» **Exercise task**:
Rewrite the stretch of material from the line containing "target: purple flower" through the line containing "task: segment each instance of the purple" as a Markdown table with the columns No. and Text, one row per line and blank lines omitted.

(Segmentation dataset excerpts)
————
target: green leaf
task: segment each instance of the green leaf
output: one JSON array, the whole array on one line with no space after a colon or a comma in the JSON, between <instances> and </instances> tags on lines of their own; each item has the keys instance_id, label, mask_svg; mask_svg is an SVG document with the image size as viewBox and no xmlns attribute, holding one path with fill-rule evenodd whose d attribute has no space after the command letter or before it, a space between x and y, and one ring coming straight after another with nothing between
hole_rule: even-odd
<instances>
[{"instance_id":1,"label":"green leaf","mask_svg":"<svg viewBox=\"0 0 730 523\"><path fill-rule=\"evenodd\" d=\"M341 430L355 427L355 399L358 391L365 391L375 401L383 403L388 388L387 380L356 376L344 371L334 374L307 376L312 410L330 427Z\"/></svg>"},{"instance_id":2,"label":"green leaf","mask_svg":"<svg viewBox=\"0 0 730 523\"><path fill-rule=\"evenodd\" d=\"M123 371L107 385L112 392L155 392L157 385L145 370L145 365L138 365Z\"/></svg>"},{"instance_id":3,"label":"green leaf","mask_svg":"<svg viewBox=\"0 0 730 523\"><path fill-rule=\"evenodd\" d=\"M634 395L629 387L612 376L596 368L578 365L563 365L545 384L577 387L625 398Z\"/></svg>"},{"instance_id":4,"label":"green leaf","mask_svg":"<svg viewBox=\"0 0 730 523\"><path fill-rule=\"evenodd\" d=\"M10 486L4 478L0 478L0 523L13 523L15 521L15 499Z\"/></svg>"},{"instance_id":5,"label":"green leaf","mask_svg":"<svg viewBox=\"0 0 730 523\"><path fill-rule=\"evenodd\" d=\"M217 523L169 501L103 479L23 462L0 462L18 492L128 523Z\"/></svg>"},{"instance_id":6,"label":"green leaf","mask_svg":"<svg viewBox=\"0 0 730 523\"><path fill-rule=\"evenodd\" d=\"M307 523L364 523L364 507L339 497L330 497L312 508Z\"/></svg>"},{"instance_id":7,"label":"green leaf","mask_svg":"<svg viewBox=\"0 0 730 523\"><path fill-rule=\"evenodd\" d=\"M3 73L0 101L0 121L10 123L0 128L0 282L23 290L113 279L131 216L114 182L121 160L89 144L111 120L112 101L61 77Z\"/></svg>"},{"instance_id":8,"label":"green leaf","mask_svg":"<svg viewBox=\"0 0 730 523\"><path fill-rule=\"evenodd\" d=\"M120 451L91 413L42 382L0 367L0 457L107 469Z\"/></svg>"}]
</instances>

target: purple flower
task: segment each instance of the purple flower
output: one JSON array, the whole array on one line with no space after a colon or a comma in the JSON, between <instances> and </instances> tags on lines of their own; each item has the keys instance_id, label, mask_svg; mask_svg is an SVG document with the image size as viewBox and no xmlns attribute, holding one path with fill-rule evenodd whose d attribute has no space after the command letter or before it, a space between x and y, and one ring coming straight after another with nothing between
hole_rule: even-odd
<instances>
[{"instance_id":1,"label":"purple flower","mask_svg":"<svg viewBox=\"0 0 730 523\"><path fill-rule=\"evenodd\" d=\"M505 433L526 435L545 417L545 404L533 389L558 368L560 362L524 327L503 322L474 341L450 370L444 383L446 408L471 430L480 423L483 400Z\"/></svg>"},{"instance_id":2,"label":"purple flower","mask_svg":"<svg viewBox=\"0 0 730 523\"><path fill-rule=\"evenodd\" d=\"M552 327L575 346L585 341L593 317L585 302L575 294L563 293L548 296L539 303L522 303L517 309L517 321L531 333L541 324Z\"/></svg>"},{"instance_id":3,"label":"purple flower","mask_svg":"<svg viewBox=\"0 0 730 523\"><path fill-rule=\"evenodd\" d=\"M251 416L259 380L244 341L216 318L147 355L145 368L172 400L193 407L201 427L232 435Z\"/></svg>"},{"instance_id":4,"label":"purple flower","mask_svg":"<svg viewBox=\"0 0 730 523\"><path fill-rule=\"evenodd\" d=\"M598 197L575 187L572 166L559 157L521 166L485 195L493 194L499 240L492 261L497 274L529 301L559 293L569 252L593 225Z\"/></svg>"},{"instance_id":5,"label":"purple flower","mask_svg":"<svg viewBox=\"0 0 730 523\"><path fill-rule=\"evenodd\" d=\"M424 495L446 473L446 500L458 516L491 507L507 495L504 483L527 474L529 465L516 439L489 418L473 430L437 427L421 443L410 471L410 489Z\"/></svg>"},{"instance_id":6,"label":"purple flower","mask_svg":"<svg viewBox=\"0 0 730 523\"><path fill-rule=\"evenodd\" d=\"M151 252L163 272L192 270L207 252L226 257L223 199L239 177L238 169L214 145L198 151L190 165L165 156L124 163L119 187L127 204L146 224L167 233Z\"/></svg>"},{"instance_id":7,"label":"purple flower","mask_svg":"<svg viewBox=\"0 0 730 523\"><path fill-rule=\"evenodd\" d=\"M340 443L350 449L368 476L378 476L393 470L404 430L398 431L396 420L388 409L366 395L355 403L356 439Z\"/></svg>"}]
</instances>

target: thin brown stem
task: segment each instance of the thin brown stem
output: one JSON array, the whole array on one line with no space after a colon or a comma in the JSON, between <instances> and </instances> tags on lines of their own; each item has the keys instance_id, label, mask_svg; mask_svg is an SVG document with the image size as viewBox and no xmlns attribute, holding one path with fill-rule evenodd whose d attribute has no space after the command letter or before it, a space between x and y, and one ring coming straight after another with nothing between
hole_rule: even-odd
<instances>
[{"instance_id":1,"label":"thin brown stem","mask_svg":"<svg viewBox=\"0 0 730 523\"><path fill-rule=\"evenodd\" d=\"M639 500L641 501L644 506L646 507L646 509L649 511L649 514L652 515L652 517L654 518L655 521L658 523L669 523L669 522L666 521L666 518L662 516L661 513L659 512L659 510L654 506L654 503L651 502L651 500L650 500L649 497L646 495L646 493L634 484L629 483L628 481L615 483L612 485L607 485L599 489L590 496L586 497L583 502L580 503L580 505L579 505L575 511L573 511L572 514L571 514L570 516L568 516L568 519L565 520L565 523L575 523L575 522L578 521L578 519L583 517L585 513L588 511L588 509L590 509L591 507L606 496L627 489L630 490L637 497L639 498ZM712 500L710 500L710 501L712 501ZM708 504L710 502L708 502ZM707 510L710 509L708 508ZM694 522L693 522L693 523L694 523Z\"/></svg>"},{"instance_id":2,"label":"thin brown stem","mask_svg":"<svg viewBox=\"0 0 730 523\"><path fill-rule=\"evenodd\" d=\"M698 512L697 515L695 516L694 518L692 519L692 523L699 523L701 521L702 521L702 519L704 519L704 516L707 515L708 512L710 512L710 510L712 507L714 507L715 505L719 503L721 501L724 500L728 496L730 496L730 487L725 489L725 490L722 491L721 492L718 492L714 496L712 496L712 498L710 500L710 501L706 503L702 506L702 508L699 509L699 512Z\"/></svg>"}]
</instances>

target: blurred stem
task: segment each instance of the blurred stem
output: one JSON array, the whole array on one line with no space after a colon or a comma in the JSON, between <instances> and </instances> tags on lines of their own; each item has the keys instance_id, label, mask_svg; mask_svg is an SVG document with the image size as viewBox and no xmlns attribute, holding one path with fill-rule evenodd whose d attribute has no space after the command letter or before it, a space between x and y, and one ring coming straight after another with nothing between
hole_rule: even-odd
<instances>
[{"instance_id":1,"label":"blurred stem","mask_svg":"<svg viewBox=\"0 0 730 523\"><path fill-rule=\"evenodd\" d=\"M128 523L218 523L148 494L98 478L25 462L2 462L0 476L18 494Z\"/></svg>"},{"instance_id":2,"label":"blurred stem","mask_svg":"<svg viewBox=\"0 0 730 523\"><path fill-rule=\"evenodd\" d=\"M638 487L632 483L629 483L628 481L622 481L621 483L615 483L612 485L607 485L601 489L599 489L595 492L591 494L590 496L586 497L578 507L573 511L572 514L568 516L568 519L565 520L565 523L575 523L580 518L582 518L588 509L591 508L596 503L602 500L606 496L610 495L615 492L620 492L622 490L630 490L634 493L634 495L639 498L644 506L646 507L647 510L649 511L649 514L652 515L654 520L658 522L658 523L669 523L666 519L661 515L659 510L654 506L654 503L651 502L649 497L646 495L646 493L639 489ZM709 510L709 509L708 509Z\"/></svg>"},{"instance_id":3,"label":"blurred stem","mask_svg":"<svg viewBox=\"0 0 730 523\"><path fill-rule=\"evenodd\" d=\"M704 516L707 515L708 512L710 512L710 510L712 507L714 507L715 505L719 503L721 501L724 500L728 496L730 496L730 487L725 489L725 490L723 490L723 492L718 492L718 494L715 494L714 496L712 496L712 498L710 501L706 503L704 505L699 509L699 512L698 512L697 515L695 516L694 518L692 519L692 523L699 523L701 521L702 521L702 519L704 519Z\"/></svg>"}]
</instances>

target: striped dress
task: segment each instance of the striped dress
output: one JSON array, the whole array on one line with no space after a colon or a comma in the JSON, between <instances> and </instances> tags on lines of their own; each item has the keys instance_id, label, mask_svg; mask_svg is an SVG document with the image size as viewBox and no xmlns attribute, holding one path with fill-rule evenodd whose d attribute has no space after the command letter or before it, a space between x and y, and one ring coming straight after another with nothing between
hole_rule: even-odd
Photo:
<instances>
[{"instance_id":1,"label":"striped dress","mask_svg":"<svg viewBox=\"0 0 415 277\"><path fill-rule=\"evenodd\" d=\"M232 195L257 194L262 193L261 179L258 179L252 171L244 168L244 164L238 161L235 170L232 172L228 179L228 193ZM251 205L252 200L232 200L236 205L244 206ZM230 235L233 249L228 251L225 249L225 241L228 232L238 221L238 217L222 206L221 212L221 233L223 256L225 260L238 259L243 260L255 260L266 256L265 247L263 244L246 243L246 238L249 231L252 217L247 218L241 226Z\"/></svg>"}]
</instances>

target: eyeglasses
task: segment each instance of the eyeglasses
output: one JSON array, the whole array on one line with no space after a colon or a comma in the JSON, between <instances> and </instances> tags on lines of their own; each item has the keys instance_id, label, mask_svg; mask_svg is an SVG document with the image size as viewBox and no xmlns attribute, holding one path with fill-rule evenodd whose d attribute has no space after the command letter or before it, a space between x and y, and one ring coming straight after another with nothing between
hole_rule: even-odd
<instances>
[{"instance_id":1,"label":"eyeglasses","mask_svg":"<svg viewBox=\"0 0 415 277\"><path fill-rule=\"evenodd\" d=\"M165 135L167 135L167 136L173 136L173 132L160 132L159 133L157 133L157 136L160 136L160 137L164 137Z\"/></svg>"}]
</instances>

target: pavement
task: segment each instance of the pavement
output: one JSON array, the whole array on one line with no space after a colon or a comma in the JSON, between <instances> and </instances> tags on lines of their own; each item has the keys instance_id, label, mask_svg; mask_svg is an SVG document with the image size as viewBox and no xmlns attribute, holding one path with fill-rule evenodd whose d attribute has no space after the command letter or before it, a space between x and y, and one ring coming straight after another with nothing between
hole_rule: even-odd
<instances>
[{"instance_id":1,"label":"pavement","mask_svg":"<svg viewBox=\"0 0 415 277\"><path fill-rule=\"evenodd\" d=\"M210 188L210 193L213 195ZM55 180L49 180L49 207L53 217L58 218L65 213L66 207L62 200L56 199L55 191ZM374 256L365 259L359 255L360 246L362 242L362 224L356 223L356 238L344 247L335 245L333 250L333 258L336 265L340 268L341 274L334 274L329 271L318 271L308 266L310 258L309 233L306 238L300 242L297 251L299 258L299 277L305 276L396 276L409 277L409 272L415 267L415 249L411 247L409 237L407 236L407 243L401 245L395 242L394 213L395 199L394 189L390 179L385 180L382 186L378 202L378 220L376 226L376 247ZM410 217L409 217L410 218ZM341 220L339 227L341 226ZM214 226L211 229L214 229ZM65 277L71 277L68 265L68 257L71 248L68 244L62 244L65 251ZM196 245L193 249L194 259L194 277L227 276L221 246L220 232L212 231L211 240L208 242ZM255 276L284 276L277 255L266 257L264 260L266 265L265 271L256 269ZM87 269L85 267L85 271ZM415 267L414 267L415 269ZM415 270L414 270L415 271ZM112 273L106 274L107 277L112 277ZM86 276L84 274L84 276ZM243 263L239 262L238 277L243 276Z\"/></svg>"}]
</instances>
————
» **Worked solution**:
| No. | Text |
|---|---|
| 1 | target: purple flower |
| 2 | task: segment each instance of the purple flower |